▶ _ЗАДАНИЕ_: Напишите продолжение исходного текста ниже (о «портрете», составленном компьютером, и о вечернем свете), начав сразу после его последней фразы.

▶ _ИСХОДНЫЙ ТЕКСТ_:
══════════════════════════════

Сегодня вы оказались близки к своему реальному возрасту. Вам удалось соразмерить притязания с возможностями, найти оптимальный для себя темп жизни. Сохраните этот оптимум в будущем!»
…Приехав в Вильнюс, читаю й итоги его жизни, «подведенные» компьютером. Почему-то его мало волнует эта игра.
— Да, да. Сделайте мне, пожалуйста, копию для архива.
И все. Наверное, дело в том, что в «портрете» отсутствует одно важное для й слово — Смерть. Подлинный фон и смысл теперешней его жизни.
Вечерний свет
Долгое время он считает: мне трудно, а может быть — до поры до времени — невозможно его понять. Понять сложность его пути, раздвоенность. Отсутствие выбора.

══════════════════════════════

Сохранённые строки:
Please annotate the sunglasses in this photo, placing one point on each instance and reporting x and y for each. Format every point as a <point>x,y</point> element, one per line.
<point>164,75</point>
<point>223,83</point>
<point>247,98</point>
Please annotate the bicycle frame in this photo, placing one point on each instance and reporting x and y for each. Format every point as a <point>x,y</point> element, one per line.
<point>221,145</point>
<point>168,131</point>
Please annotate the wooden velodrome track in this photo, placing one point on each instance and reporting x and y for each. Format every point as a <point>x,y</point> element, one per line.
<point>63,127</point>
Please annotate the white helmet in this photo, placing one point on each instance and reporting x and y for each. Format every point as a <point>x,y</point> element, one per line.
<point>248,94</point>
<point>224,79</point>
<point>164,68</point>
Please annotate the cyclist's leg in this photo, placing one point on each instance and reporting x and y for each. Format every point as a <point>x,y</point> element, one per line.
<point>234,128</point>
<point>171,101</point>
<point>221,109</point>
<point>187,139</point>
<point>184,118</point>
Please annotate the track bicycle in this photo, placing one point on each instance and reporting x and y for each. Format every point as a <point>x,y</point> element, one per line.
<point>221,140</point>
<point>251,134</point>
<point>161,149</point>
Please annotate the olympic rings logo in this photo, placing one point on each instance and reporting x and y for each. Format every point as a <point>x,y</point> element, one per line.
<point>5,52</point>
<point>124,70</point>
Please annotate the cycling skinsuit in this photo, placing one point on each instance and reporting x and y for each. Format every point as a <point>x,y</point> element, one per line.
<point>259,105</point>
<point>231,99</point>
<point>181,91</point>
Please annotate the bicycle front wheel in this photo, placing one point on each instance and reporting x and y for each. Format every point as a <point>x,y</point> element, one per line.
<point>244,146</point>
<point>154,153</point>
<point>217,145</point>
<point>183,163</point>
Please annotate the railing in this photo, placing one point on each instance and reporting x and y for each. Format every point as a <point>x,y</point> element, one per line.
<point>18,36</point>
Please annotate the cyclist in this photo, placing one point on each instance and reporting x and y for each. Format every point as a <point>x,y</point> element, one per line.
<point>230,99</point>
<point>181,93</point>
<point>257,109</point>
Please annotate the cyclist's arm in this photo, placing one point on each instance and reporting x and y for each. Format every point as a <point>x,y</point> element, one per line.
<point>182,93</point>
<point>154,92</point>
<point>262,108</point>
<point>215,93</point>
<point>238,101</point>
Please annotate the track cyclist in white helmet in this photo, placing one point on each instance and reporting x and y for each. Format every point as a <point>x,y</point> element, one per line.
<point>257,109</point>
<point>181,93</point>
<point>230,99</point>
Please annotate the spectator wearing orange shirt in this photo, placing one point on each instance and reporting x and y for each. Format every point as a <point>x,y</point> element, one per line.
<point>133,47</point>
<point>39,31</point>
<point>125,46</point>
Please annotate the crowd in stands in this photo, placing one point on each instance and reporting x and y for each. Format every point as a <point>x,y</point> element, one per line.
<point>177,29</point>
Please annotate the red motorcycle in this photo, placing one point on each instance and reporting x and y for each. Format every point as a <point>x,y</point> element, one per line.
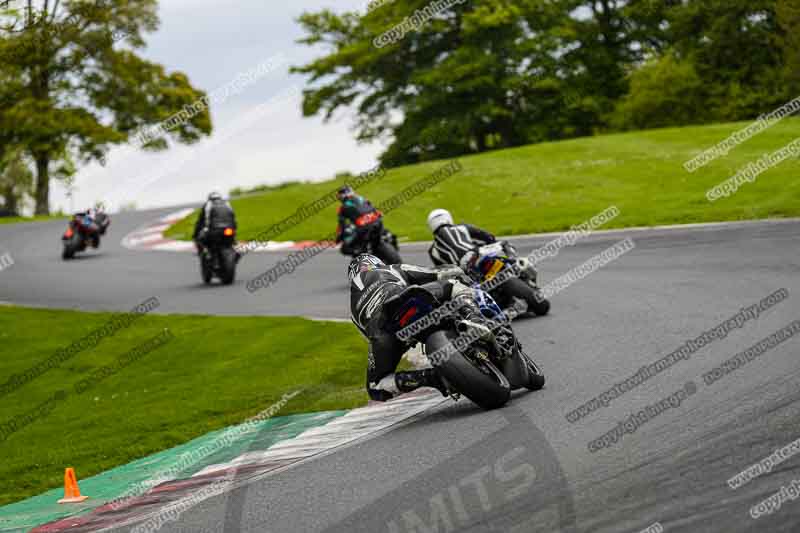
<point>83,231</point>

══════════════════════════════

▶ _ОТВЕТ_:
— Ваш опыт, мой дорогой, — это опыт соприкосновения с великой русской литературой, а она всегда, неустанно твердила: писатель — учитель жизни, он несет читателю нравственный идеал… Я же никого не учу — сам еще ученик. Никому и ничего не несу, в том числе — идеалы…
_____________________
В конце концов, тема «непонимания» уходит куда-то на дальний план наших отношений. Почему не исчезает вообще? й хочет поскорее увидеть мою книгу о нем, а раз я такую книгу еще не написал, значит — все-таки «не понимаю»…
При этом он скоро убеждается: меня как литературоведа волнуют вовсе не «идеалы», но лаборатория художника слова, психология его творчества. й говорит это, прочитав мою книгу «Писатель в провинции» (Москва, «Советский писатель», 1990). Позже он увлекается моим замыслом написать эссе «Художник в старости, или Вечерний свет»:
— Так вот же ваш герой. Это я. Вот объект исследования. Это я. Спрашивайте…
_______________________
«ВСЕ ПО ФРЕЙДУ, ПРАВДА? Работа — самое святое для меня. Ради нее живу». Когда й повторяет это сегодня снова, я вспоминаю: в письме й к сестре, снисходительно говоря о Еве, о том, что та была в жизни отца «лучом света», й обронил: «Я похож на отца. Для меня Ева — моя работа». Так называемый эффект замещения (8 сентября 93 г.)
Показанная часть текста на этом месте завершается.